__Provided text__
┄┄┄┄┄┄┄┄┄┄┄┄┄┄┄┄┄┄┄┄
Can you introduce yourself?

We are Julia Willms, visual artist, and Andrea Božić, choreographer. We have made The Cube, the work we present at SPRING, together but we are otherwise two independent artists who make their own work and at the same time collaborate in various constellations since 2003, also with sound artist Robert Pravda. The three of us have established in-disciplinary platform TILT in 2009, to inspire artistic practice and thinking beyond disciplines. We are interested in space, attention and presence.

Do you notice a difference in audience between different countries and/or cities?

Yes, definitely, there is a difference in what other work they see, how much, local tastes and atmospheres and mentality and culture. There is also a great difference between how people perceive our work within performing arts and visual arts for example.

What is your opinion on the social relevance of theatre?

Theatre, in its broadest sense, has great transformative potential for a society, it’s a place where we can do things we otherwise do not do, talk about things that are not talked about, play the way we otherwise don’t, imagine the unimaginable, be crazy and lucid and illogical, dance, try, fail, try again, and encounter each other in new ways. Theatre can create a world within a world where we can exercise different ways of being in the world.

What drives you to be creative?

It’s natural.

What role did theatre/dance have for you when you grew up?

Andrea: Very important, it opened my mind to other possibilities. In my kindergarten, there were two teachers who started a gypsy dancing group and a painting group. I was in both of those. Later, I decided to become a theatre or a film director at the age of 12, after seeing a series of performances for grown ups that my father took me to, and joined a youth theatre company immediately.
┄┄┄┄┄┄┄┄┄┄┄┄┄┄┄┄┄┄┄┄
__Goal a__
Name every person the interview identifies by name, with the role it gives each one.
The entries below are unrelated to the interview.

[Entries from a dataset]
┄┄┄┄┄┄┄┄┄┄┄┄┄┄┄┄┄┄┄┄
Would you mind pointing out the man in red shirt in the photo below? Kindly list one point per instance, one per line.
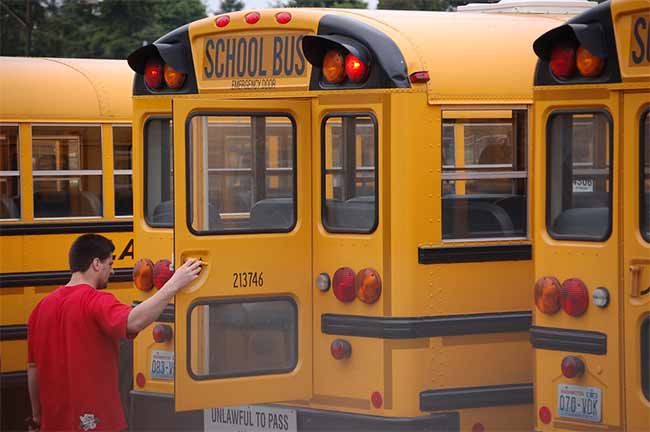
(73, 341)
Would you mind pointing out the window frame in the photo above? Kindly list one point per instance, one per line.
(62, 173)
(323, 174)
(240, 300)
(145, 168)
(644, 147)
(16, 173)
(547, 142)
(122, 172)
(188, 169)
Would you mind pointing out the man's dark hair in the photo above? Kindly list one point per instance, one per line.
(88, 247)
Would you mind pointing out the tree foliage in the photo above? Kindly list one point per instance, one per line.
(230, 6)
(92, 28)
(347, 4)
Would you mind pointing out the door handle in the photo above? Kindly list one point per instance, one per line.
(636, 265)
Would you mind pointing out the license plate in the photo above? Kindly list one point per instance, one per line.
(579, 402)
(162, 365)
(250, 418)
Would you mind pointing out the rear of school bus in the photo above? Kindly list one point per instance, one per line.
(65, 169)
(356, 186)
(592, 245)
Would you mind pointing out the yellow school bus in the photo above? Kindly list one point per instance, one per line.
(591, 329)
(356, 184)
(65, 169)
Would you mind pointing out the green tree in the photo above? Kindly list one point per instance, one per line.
(346, 4)
(229, 6)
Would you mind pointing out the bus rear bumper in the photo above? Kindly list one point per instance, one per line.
(154, 411)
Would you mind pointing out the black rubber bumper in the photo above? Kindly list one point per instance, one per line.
(152, 411)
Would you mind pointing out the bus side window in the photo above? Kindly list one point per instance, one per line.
(644, 172)
(484, 174)
(9, 172)
(158, 173)
(122, 150)
(579, 180)
(67, 164)
(349, 155)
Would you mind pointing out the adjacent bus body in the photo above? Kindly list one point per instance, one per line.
(591, 330)
(65, 169)
(356, 184)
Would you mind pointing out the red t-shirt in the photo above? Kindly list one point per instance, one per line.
(73, 339)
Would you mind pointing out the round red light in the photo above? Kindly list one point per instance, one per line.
(572, 367)
(355, 69)
(162, 333)
(545, 415)
(153, 73)
(376, 399)
(574, 297)
(222, 21)
(283, 17)
(343, 284)
(143, 274)
(341, 349)
(161, 273)
(253, 17)
(140, 380)
(563, 61)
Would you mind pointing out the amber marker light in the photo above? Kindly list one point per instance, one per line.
(143, 274)
(588, 64)
(334, 67)
(368, 285)
(173, 78)
(547, 295)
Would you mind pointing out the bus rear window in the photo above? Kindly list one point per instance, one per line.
(484, 175)
(67, 168)
(158, 173)
(9, 172)
(579, 177)
(239, 338)
(243, 173)
(349, 179)
(644, 220)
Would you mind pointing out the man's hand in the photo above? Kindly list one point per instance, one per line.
(183, 275)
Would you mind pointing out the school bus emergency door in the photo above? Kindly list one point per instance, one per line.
(248, 315)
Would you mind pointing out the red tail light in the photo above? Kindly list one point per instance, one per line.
(162, 333)
(572, 367)
(343, 284)
(341, 349)
(153, 73)
(143, 274)
(547, 295)
(545, 415)
(355, 69)
(563, 61)
(252, 17)
(161, 273)
(368, 285)
(575, 298)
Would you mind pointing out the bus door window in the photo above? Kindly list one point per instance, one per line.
(349, 181)
(579, 177)
(484, 174)
(158, 173)
(9, 172)
(67, 167)
(644, 220)
(243, 173)
(239, 338)
(122, 170)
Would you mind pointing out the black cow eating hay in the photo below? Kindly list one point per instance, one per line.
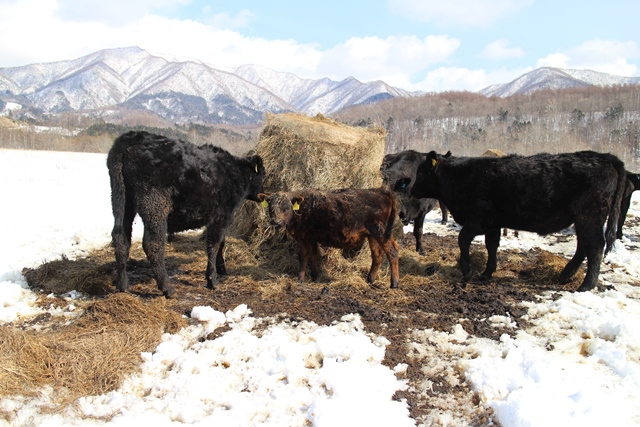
(543, 193)
(175, 186)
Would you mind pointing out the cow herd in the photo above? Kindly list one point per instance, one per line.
(175, 186)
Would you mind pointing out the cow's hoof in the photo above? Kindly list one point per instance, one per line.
(585, 287)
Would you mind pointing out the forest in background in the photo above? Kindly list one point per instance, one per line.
(605, 119)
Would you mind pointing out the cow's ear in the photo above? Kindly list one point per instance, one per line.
(432, 159)
(262, 198)
(296, 201)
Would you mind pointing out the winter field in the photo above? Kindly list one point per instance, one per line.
(577, 364)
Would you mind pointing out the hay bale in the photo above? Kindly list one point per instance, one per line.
(492, 152)
(301, 152)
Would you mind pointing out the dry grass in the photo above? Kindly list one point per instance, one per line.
(301, 152)
(93, 353)
(89, 356)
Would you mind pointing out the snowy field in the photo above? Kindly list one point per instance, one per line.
(579, 364)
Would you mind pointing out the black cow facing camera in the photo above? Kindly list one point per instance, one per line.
(411, 210)
(543, 193)
(175, 186)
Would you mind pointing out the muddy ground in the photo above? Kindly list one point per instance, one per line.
(431, 295)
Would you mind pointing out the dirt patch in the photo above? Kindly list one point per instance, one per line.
(431, 295)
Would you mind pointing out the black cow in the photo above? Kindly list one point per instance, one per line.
(175, 186)
(339, 219)
(633, 184)
(543, 193)
(403, 164)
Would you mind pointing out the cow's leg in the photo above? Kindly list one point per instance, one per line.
(573, 265)
(391, 250)
(624, 208)
(304, 253)
(491, 242)
(376, 259)
(591, 239)
(221, 268)
(215, 245)
(418, 225)
(154, 210)
(464, 242)
(445, 214)
(315, 261)
(121, 242)
(153, 240)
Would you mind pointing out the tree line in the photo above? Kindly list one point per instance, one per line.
(604, 119)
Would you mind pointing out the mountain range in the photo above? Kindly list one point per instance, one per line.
(178, 90)
(555, 78)
(187, 90)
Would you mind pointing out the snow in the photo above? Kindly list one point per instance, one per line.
(576, 363)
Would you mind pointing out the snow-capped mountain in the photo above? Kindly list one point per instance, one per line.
(179, 90)
(555, 78)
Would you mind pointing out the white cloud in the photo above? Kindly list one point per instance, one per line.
(459, 78)
(227, 21)
(607, 56)
(499, 50)
(465, 13)
(393, 59)
(113, 12)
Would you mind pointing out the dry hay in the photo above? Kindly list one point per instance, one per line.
(89, 356)
(492, 152)
(431, 294)
(301, 152)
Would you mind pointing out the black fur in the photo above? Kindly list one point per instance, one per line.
(405, 164)
(633, 184)
(175, 186)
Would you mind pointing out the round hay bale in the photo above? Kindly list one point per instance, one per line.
(302, 152)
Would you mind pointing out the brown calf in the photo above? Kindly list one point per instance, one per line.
(339, 219)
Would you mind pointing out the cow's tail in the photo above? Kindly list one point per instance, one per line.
(115, 163)
(616, 203)
(388, 232)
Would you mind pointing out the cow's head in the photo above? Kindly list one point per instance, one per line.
(281, 207)
(256, 178)
(399, 166)
(425, 184)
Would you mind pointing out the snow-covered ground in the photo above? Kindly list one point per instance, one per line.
(579, 364)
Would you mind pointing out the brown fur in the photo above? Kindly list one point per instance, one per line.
(340, 219)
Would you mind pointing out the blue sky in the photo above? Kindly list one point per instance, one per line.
(430, 45)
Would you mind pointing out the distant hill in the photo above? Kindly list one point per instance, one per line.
(177, 90)
(555, 78)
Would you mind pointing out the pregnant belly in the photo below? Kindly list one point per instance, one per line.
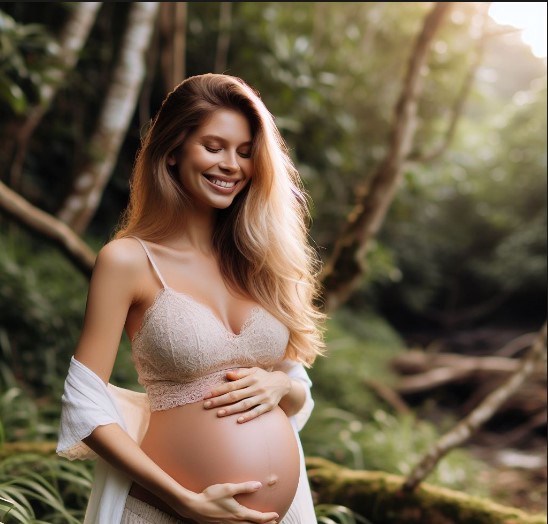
(199, 449)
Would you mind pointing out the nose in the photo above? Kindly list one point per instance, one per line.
(229, 162)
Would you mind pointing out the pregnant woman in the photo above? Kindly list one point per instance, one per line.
(211, 277)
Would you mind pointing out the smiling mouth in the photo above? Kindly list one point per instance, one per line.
(219, 182)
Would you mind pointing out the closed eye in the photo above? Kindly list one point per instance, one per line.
(212, 149)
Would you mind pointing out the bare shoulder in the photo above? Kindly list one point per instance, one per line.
(122, 255)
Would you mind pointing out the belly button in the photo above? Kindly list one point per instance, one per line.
(271, 480)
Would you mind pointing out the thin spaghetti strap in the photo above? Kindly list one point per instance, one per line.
(155, 267)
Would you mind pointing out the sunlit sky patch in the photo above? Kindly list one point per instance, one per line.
(530, 17)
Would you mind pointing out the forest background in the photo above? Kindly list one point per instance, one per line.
(451, 260)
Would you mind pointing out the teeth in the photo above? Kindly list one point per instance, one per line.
(222, 183)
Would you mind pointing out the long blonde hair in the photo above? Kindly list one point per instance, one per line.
(262, 236)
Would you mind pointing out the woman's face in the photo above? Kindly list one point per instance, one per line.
(214, 163)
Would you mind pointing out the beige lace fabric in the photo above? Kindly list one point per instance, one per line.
(182, 349)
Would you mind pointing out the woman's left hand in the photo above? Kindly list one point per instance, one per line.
(250, 391)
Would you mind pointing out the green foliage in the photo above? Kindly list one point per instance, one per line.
(334, 514)
(42, 489)
(42, 301)
(359, 347)
(478, 221)
(28, 59)
(351, 426)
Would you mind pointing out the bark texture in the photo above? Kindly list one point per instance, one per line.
(344, 271)
(118, 108)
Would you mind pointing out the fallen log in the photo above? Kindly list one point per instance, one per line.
(424, 371)
(379, 497)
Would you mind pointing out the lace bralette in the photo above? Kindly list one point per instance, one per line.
(182, 350)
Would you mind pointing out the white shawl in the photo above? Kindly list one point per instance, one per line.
(88, 403)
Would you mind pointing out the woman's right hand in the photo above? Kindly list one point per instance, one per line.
(217, 505)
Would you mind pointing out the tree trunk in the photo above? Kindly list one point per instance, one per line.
(223, 41)
(38, 221)
(344, 271)
(378, 497)
(173, 16)
(114, 120)
(71, 41)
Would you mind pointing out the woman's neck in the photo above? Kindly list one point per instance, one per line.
(196, 232)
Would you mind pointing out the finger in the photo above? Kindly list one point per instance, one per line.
(254, 413)
(233, 489)
(228, 388)
(242, 406)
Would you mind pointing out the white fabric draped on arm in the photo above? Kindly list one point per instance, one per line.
(295, 370)
(86, 404)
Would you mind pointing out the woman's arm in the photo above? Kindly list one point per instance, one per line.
(254, 391)
(114, 288)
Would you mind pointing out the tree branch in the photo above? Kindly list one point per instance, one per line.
(47, 226)
(466, 427)
(346, 267)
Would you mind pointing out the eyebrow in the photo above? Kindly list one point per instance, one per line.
(221, 139)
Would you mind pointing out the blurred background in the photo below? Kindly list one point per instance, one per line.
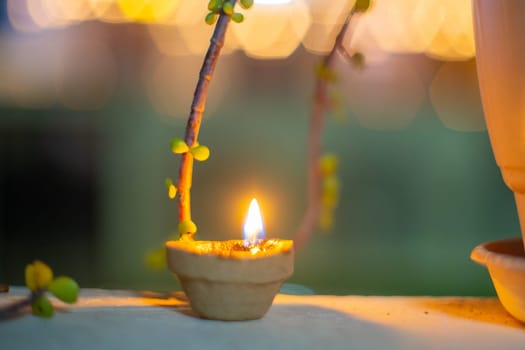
(92, 92)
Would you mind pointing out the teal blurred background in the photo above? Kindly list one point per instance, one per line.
(82, 172)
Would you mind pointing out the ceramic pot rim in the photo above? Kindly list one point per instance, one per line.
(508, 253)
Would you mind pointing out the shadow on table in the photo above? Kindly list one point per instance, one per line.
(487, 310)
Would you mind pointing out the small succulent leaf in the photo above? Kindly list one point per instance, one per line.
(246, 4)
(200, 153)
(65, 289)
(237, 17)
(362, 5)
(210, 18)
(227, 8)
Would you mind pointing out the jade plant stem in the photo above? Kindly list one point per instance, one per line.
┄┄┄┄┄┄┄┄┄┄┄┄┄┄┄┄┄┄┄┄
__Goal b__
Filter the entries and copy out each line that contains the word "pregnant". Matching is case-sensitive.

__Task answer a__
Julia Willms: visual artist
Andrea Božić: choreographer
Robert Pravda: sound artist

__Task answer b__
Would you mind pointing out the pregnant belly in the photo below? Kindly list one point per instance, one per line.
Would you mind pointing out the pregnant woman in the photo above? Kindly list one point per instance, one per line.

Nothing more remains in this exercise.